TEXT EXCERPT ->
As classes return to normal, south Winnipeg school division looks to address learning gaps
Alana Cole | CBC News | Posted: October 13, 2022 10:00 AM | Last Updated: October 13, 2022
Kids relearning skills like 'how to co-operate, how to follow a classroom routine': support services teacher
As students ease back into a normal school routine, staff in Winnipeg's Pembina Trails School Division have been working to identify and address the gaps caused by the COVID-19 pandemic.
Students in Manitoba returned to school without pandemic restrictions in September, after more than two-and-a-half years of pandemic disruptions, which have included stints of remote learning, separating classes into cohorts and cancelled activities.
"I think they really feel happy to be back," said Sarah Allum, a support services teacher at General Byng School in the Fort Garry area.
"Many students don't view it as, 'Oh, I'm back at school this is so hard.' They're actually happy to be here and interacting with their friends and their teachers and learning, because they know it's more effective than over a screen."
Allum works with students up to Grade 5 at General Byng, a kindergarten to Grade 9 school.
She said with pandemic disruptions came challenges like equal access to technology at home during remote learning, and not being able to connect in-person with teachers and other students.
"We're just relearning some of the skills of how to share, how to co-operate, how to follow a classroom routine," she said.
'There are some gaps'
Part of Allum's role also includes working with students who need extra support with schoolwork.
Julie Cordova, divisional principal of curriculum with the Pembina Trails School Division, said provincial assessment data from the 2021-22 school year shows the number of students in grades 3 and 4 who met numeracy and reading expectations dropped by about 5.5 per cent, compared to 2019-20.
The Grade 7 numeracy results were similar, but Grade 8 literacy showed no real change, she said.
"We are noticing that there are some gaps, and with that we've been putting in a number of strategies in place to respond to the needs of students," said Cordova.

SUPPLIED DATA ->
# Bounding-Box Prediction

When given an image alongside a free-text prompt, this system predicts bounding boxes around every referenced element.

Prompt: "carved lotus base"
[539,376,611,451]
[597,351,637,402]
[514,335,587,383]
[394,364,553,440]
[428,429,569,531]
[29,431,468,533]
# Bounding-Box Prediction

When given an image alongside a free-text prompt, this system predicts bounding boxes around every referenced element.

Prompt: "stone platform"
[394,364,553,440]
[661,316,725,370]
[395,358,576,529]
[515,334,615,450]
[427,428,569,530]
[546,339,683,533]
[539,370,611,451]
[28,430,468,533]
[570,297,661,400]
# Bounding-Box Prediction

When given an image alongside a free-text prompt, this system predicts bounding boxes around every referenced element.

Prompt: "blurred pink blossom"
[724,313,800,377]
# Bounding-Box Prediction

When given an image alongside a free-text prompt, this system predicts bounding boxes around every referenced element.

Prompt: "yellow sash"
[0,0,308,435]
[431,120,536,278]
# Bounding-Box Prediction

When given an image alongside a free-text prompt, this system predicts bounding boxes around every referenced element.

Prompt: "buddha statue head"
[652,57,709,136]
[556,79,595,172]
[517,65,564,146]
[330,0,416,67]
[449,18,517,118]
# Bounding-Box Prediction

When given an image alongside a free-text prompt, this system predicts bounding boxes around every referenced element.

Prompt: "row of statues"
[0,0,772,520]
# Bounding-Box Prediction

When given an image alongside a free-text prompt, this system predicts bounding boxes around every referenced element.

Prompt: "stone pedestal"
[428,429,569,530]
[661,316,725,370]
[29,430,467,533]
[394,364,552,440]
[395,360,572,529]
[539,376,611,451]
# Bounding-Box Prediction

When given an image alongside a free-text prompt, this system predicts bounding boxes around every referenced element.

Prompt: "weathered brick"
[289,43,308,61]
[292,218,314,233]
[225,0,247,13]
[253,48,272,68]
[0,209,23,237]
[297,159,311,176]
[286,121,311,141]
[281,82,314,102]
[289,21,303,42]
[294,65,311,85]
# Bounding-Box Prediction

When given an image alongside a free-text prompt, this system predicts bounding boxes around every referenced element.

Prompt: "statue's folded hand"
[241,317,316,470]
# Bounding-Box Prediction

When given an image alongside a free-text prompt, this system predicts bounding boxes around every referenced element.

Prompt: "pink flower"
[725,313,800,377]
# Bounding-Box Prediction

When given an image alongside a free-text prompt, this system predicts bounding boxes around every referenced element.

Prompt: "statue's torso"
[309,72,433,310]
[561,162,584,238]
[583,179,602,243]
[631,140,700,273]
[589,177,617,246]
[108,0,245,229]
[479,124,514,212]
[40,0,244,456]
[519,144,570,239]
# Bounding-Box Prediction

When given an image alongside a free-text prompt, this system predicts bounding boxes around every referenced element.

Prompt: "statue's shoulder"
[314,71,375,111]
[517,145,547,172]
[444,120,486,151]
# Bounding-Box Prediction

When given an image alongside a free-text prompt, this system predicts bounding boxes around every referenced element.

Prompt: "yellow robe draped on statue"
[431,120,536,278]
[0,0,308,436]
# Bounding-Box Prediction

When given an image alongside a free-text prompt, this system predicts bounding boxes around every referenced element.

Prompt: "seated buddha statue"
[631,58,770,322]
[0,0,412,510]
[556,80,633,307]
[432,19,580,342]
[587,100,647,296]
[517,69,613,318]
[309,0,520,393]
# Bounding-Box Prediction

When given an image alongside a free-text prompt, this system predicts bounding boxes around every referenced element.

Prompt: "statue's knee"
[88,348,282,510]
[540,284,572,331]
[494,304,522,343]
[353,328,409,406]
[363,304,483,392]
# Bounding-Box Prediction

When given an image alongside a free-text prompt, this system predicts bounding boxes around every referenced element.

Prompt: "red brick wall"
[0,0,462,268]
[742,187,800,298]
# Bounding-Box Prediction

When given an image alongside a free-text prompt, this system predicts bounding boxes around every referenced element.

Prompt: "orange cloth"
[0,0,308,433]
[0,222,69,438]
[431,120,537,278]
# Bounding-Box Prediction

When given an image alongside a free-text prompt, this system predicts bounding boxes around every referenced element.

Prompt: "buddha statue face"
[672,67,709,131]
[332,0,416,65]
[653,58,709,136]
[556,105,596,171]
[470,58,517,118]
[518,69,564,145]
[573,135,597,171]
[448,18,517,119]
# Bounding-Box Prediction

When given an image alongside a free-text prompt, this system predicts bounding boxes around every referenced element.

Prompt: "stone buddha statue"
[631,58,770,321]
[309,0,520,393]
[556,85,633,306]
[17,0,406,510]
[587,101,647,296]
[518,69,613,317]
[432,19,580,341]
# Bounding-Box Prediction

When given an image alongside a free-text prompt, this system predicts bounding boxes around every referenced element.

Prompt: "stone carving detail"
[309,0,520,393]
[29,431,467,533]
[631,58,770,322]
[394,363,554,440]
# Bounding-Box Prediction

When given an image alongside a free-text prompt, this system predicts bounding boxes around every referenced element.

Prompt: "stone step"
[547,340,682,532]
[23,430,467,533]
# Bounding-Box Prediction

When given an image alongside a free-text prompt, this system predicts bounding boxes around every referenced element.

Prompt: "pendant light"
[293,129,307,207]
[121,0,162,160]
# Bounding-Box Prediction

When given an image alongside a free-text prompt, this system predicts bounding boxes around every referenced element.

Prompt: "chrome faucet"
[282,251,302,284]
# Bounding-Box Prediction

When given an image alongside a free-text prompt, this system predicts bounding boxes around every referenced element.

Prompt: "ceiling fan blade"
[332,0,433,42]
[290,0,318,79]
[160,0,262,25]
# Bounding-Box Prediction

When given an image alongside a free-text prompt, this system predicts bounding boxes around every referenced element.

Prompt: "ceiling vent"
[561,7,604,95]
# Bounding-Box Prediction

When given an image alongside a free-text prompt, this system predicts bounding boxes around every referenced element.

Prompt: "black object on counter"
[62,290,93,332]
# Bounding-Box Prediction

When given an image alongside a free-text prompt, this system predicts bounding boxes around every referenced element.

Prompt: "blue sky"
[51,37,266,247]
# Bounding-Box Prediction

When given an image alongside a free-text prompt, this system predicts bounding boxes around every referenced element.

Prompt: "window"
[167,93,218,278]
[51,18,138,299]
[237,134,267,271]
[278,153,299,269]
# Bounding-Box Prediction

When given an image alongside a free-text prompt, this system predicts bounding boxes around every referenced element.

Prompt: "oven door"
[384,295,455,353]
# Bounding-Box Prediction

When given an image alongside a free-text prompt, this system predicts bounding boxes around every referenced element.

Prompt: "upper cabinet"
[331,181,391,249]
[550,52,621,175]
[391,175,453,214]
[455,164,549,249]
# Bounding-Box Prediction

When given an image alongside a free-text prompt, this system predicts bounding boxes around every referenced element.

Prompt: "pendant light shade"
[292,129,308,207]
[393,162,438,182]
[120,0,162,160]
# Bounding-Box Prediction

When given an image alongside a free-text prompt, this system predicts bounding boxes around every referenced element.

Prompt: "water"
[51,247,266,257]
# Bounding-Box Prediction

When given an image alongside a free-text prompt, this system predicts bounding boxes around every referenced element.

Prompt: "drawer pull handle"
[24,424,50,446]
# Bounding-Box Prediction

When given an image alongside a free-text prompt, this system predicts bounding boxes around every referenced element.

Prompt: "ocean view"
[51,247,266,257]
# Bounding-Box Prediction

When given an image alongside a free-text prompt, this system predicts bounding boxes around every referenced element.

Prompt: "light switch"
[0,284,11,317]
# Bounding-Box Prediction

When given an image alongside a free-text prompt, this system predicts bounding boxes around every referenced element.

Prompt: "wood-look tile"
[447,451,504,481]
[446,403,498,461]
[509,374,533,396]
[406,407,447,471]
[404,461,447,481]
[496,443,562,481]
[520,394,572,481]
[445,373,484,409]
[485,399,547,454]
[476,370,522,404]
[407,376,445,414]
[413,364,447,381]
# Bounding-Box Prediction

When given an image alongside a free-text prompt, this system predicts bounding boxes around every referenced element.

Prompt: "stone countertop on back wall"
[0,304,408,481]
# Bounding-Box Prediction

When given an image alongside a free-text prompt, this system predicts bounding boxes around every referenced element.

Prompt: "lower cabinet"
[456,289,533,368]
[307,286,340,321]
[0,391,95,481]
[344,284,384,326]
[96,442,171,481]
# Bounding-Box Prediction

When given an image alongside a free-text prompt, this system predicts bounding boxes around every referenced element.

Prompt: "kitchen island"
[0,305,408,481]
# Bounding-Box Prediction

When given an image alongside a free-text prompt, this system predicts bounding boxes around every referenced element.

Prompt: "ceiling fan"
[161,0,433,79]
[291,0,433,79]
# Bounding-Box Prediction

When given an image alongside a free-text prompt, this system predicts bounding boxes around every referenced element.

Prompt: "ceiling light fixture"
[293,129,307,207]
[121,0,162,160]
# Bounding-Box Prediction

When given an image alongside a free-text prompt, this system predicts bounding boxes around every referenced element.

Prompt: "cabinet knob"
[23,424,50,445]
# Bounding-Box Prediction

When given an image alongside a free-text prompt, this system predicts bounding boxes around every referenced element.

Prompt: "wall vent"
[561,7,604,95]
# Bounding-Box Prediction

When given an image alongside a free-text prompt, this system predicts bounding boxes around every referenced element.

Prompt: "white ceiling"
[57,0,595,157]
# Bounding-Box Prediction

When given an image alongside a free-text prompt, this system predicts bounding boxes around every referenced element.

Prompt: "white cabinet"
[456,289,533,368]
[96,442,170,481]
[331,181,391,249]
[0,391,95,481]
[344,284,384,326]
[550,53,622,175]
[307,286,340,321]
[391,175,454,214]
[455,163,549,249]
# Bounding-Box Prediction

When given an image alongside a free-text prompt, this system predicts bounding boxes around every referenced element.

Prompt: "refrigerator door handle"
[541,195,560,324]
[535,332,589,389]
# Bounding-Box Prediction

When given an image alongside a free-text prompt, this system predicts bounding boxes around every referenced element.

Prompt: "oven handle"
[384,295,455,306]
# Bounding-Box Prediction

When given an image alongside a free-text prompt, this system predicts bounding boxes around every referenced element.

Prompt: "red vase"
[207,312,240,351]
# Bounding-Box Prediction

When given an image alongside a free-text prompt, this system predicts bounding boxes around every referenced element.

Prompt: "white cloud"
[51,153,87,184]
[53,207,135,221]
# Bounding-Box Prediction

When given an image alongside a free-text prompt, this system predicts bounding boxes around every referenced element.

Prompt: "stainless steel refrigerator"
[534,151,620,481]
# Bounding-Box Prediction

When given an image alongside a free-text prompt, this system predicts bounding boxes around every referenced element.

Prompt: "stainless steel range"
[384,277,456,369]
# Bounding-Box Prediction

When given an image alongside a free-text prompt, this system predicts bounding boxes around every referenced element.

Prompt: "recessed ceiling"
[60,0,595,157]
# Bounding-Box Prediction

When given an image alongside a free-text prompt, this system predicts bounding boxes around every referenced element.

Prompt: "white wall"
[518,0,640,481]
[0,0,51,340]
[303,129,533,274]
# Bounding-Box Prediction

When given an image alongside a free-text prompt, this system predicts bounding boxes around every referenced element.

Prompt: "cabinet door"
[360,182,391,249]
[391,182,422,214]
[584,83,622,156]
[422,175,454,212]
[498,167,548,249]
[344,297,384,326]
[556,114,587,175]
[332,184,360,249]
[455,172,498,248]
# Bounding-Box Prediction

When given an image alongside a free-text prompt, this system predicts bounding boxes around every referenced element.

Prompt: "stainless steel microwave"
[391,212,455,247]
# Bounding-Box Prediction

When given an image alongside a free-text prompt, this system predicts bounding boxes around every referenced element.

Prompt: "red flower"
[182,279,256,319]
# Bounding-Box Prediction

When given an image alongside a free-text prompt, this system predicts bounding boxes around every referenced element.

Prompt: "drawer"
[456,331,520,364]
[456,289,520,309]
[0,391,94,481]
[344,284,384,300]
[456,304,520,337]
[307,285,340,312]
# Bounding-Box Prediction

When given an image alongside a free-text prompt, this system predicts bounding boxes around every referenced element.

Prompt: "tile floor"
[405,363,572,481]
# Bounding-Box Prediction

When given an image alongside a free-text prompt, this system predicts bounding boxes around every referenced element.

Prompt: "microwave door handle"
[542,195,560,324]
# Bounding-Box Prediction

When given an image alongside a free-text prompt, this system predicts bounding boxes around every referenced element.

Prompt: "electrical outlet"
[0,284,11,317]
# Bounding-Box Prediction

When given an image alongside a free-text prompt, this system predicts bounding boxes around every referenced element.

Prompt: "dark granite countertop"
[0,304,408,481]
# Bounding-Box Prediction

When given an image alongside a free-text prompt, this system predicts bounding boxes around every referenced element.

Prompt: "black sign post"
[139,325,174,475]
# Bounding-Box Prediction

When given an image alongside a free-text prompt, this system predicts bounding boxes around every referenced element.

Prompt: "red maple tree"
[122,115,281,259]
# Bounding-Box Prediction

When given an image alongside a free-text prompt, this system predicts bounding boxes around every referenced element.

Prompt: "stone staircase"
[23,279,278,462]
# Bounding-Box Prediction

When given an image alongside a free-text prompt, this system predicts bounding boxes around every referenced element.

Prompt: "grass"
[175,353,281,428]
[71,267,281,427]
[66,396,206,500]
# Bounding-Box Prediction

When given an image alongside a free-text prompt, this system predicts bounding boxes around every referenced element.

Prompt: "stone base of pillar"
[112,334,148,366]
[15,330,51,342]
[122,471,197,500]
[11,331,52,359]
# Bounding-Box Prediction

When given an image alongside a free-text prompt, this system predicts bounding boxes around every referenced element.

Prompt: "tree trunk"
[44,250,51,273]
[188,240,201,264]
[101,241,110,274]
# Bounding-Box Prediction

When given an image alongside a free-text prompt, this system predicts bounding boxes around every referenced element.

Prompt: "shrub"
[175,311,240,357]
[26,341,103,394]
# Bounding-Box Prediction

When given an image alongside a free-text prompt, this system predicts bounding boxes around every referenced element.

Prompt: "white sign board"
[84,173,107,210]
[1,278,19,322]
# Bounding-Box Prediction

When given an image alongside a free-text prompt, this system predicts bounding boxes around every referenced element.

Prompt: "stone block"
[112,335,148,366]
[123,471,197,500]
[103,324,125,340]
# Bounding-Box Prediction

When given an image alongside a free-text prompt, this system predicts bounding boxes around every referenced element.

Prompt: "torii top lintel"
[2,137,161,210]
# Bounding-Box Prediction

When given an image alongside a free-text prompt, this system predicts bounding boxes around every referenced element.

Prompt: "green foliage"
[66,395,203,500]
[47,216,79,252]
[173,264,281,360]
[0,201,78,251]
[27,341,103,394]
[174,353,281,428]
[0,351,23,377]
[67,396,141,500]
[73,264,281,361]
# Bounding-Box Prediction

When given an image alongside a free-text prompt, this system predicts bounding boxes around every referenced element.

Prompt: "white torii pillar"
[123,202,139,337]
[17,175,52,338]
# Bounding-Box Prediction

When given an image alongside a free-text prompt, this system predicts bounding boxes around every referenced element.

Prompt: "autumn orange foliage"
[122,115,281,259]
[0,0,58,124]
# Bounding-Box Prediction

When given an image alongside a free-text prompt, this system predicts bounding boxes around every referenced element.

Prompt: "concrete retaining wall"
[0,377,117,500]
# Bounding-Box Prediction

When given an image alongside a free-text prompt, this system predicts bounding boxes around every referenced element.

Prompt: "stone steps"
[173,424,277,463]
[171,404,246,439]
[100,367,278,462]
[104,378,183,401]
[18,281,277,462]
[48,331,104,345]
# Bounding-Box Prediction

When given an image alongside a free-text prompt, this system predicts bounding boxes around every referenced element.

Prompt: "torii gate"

ACTIONS TO TAKE ->
1) Translate this sentence from the school division article into Spanish: "Part of Allum's role also includes working with students who need extra support with schoolwork."
2) Write what comes next in the school division article, continuing after its last sentence.
The material comes from a different source than the school division article.

ANSWERS BY ITEM ->
1) Parte de la función de Allum también incluye trabajar con estudiantes que necesitan apoyo adicional con las tareas escolares.

2)
The grades 3 and 4 provincial assessments for this school year start this month, she said.
Cordova said she can't point to one factor that led to those gaps, but remote learning, absenteeism, and not being able to be at school and connect with peers are all potential factors.
The school division is working to help close the gaps, including focusing on mental health and well-being, investing in new math resources, and spending an additional $1 million on literacy resources last year, said Cordova.
The division has invested in the Levelled Literacy Intervention program, a system designed by two American educators to help students who find reading and writing difficult. Cordova describes it as a short-term and targeted intervention based on the needs of the student, which includes work kits for every school and staffing to help teach it.
The program was first piloted in Pembina Trails before the pandemic, she said, but was expanded through provincial COVID-19 funding.
"COVID hit and we were looking for what might be an additional resource we could use to support our students with their literacy outcomes," she said.
Cordova said based on their own data, the program has had positive results.
"Ninety-three per cent of students that were involved in the … [literacy intervention program] improved in their reading comprehension and accuracy," she said.
The division is always looking at ways to improve programming for students, said Cordova, but the COVID-19 pandemic has helped to uncover ways to reimagine how school is done to better meet the needs of all learners, like expanding the literacy program.
"So that really is a silver lining out of all this," said Cordova.
"We know that there's things that have been working [in the past] and then there's some things that might be better if they look a little bit different to meet the needs of kids."